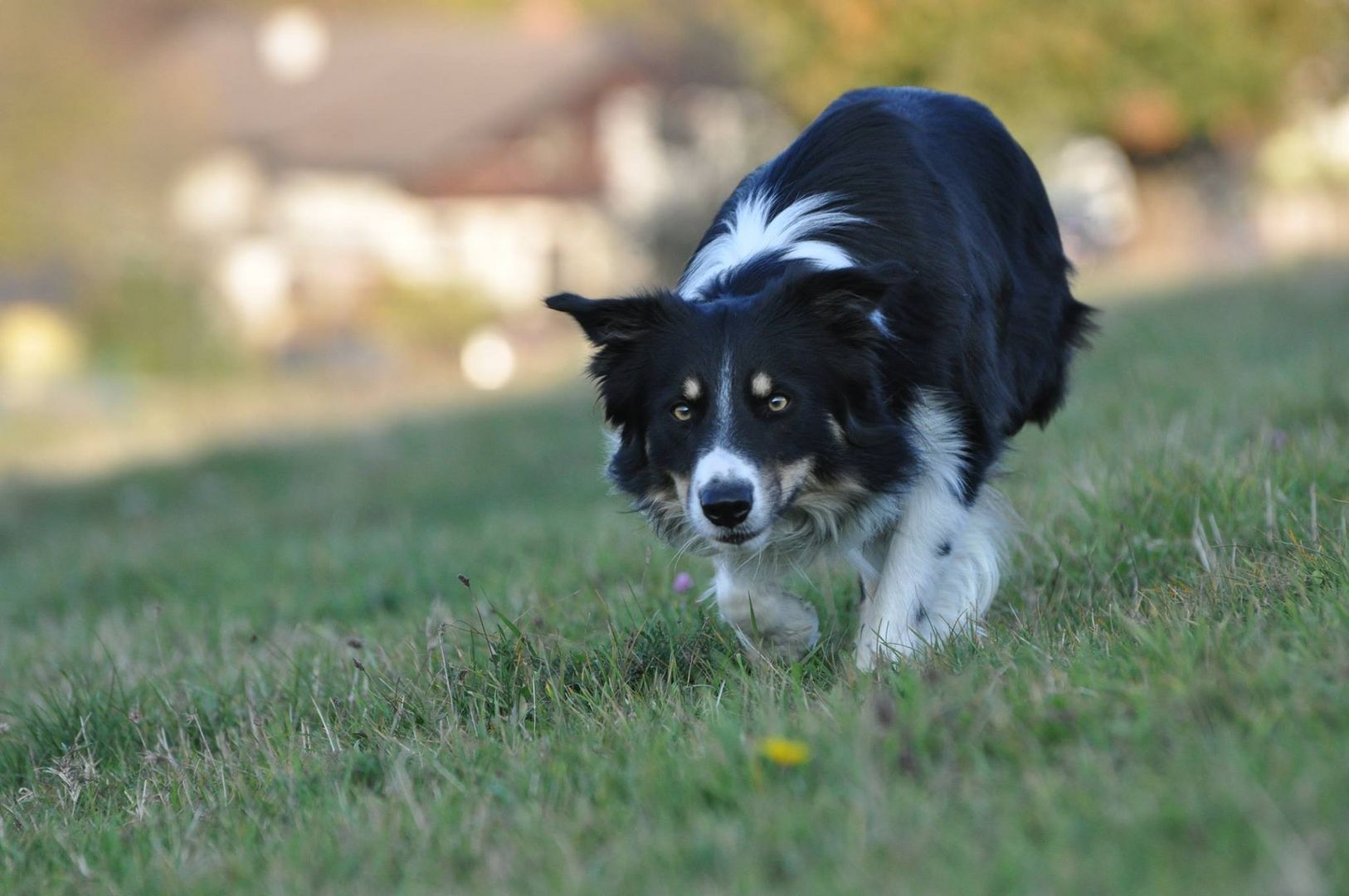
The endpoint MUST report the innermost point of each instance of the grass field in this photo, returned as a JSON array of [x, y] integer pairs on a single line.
[[261, 672]]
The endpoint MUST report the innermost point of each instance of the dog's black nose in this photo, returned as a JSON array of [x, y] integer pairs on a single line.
[[728, 504]]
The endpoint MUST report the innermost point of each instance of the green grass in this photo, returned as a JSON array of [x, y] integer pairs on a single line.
[[260, 672]]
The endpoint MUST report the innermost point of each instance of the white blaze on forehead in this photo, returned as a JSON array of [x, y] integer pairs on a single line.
[[761, 385], [723, 397], [722, 465], [749, 231]]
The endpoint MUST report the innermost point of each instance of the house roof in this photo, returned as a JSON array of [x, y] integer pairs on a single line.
[[396, 96]]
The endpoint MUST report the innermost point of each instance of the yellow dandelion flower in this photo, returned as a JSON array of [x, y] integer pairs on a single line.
[[784, 752]]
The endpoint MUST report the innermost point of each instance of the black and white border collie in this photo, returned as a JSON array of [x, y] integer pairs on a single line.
[[868, 321]]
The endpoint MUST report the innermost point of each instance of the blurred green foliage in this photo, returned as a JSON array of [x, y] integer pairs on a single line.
[[150, 319], [431, 320], [1210, 68]]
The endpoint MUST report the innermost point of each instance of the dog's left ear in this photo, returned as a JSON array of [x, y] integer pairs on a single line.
[[607, 321]]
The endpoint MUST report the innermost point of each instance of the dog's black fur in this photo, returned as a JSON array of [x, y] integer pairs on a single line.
[[958, 250]]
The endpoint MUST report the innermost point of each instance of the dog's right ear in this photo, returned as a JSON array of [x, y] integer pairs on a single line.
[[607, 321]]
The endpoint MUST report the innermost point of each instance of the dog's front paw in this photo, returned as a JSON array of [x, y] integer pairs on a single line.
[[792, 631]]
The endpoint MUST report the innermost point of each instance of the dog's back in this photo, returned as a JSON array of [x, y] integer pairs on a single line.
[[941, 185]]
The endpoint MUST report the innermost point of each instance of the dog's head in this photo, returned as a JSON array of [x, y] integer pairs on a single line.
[[748, 419]]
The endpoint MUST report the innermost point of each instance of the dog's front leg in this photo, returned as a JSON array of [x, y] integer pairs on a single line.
[[909, 566], [768, 620]]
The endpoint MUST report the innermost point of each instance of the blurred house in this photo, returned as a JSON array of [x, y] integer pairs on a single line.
[[334, 157]]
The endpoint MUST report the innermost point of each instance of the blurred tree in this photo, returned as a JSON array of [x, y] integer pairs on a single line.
[[50, 101], [1151, 73]]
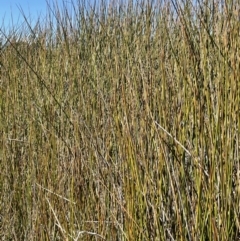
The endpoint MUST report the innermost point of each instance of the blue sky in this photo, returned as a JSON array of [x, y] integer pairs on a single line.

—————

*WHAT NEEDS TO BE DONE*
Word for word, give the listing above again, but drop any pictures.

*ANSWER TO THE PROBLEM*
The endpoint MUST report the innermost point of each instance of the grass field in this photo, returned as a JSON array of [x, y] integer pairs on a single line.
[[261, 672]]
The endpoint MUST report the innermost point of each instance of the dog's black nose in this photo, returned as a JSON array of [x, y] integer pairs on a single line.
[[728, 504]]
The endpoint MUST report the innermost point of each instance of the green grass in this photo, returned as a JSON array of [x, y] integer pairs on a single line.
[[260, 672]]
The endpoint MUST report the innermost point of each instance of the white blaze on forehead in this photo, returned as a JSON array of [x, y] integer pairs on a single line.
[[761, 385], [723, 397], [722, 465], [749, 231]]
The endpoint MUST report the innermost point of each instance of the house roof in this photo, returned as a JSON array of [x, y] integer pairs on a single line.
[[396, 96]]
The endpoint MUST report the innermost point of each instance of the yellow dandelion flower in this photo, returned as a JSON array of [x, y] integer pairs on a single line.
[[784, 752]]
The endpoint MUST report the innermost point of each instance of the black and white border collie in this photo, returned as a JSON array of [x, y] integer pairs on a single line.
[[868, 321]]
The endpoint MUST report the innermost point of each instance of the blurred green foliage in this photo, returned as a JSON array of [x, y] integer pairs on a single line.
[[150, 319], [431, 320], [1210, 68]]
The endpoint MUST report the innermost point of each instance of the dog's left ear in this photo, returned as a JSON array of [x, y] integer pairs on a single line.
[[607, 321]]
The endpoint MUST report the innermost point of each instance of the dog's black fur in this photo, returned as a JSON array of [x, y] integer pairs on a single line.
[[958, 250]]
The endpoint MUST report the innermost point of each instance of the dog's right ear in this photo, returned as a JSON array of [x, y] integer pairs on a single line.
[[607, 321]]
The endpoint MUST report the innermost point of each instance of the dog's front paw in this photo, returned as a JSON array of [x, y] integer pairs on a single line.
[[792, 631]]
The endpoint MUST report the innermost point of each instance of the dog's back in this photo, returned as a JSON array of [x, y] integer pairs on a single line.
[[941, 185]]
The endpoint MUST report the innermost point of each instance of the dog's head in this photo, returned as a JSON array of [x, y] integer pairs on a single line.
[[748, 419]]
The endpoint MUST report the innermost point of each instance of the dog's front leg in this photo, returned as a JSON array of [x, y] integer pairs on a single line.
[[909, 566], [768, 620]]
The endpoint MUST report the innermost point of each instance of the blurred house in this photo, returned as a JSON array of [x, y] integer pairs on a single line.
[[334, 157]]
The endpoint MUST report the innermost point of each instance of the blurred tree in this photo, returned as a JSON array of [x, y] integer pairs on a single line.
[[50, 101], [1151, 73]]
The endpoint MUST report the innermost point of each instance of the blue sky in this photo, returned as a JSON array of [x, y] integer pairs on a single line.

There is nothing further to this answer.